■ **PROBLEM STATEMENT**: Copy every line from the records below that carries the word "soccer".

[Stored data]

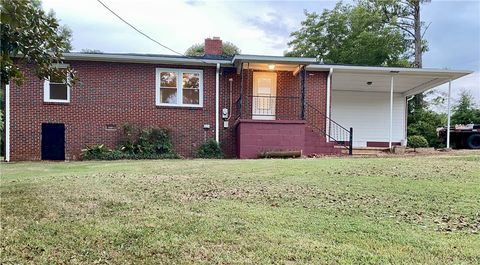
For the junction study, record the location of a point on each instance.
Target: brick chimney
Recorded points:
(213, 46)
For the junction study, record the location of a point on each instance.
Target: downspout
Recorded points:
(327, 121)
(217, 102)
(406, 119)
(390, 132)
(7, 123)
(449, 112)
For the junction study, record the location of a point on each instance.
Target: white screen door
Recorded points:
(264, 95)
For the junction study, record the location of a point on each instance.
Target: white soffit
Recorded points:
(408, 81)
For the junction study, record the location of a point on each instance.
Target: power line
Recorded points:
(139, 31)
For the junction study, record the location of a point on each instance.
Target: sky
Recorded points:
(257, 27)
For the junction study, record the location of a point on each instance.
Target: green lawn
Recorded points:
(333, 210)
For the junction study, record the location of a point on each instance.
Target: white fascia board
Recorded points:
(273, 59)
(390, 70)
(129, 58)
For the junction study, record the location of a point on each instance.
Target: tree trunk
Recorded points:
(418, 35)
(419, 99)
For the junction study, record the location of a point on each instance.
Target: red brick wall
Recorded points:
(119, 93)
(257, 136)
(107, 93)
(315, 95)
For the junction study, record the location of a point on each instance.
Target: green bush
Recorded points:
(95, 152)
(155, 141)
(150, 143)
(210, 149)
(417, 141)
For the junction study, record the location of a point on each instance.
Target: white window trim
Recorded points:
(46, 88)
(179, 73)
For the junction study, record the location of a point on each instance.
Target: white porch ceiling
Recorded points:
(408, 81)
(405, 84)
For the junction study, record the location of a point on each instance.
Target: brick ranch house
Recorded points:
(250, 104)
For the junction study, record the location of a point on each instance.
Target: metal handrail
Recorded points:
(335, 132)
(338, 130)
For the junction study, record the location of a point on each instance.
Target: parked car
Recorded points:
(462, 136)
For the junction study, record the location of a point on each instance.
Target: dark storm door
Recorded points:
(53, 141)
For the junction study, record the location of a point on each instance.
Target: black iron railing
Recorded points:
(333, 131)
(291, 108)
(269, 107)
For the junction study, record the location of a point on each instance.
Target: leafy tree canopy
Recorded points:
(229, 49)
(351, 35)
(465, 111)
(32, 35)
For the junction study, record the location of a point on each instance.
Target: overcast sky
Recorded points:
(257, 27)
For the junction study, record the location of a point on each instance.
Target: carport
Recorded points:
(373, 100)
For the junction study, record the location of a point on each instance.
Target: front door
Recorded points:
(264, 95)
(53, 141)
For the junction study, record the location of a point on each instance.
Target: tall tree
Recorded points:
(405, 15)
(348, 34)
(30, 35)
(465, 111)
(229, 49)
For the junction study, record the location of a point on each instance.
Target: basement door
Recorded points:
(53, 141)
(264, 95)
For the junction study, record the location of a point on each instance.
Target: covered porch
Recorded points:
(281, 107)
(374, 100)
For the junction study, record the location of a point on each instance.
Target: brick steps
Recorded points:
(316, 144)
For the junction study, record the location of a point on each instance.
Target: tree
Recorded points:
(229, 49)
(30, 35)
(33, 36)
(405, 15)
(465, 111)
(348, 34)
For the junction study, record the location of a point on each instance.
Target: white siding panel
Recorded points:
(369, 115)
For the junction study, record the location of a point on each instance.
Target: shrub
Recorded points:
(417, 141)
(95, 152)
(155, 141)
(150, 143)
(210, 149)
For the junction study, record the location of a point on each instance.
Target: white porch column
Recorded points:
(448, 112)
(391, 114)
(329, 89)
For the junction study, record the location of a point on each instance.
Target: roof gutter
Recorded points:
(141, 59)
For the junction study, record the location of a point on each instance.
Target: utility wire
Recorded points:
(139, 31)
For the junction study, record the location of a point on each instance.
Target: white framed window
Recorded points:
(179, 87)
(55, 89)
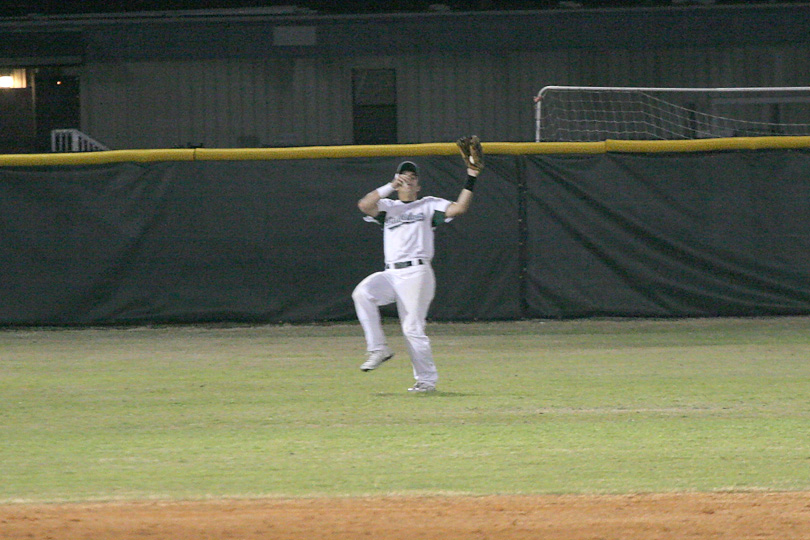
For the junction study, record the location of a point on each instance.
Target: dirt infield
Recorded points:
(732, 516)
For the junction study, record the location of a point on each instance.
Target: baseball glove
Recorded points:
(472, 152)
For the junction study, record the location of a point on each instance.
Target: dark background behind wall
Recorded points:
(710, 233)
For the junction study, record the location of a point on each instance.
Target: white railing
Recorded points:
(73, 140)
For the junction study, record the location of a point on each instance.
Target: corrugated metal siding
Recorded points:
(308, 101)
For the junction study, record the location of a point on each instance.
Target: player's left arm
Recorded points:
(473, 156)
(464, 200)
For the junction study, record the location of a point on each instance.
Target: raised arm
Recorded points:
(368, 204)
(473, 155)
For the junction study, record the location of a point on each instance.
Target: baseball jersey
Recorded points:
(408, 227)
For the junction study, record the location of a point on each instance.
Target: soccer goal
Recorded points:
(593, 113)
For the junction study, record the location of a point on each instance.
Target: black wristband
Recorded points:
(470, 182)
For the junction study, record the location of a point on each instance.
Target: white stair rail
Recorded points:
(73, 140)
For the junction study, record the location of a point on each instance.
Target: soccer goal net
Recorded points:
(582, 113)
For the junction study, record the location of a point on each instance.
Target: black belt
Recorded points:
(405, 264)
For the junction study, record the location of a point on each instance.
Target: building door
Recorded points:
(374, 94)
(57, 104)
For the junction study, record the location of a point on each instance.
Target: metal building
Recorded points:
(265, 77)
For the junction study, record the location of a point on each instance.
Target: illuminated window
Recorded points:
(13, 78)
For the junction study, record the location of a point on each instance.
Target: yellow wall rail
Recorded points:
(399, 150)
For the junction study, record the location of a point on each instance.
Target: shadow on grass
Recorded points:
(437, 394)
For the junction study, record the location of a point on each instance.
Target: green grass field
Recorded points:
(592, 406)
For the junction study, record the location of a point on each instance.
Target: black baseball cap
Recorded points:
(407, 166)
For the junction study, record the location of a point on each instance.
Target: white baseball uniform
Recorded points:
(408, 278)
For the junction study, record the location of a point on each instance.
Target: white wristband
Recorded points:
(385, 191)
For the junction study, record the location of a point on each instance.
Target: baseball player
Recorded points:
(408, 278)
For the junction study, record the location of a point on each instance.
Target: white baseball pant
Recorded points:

■ **REPLY TO THE TASK**:
Target: soccer goal
Target: soccer goal net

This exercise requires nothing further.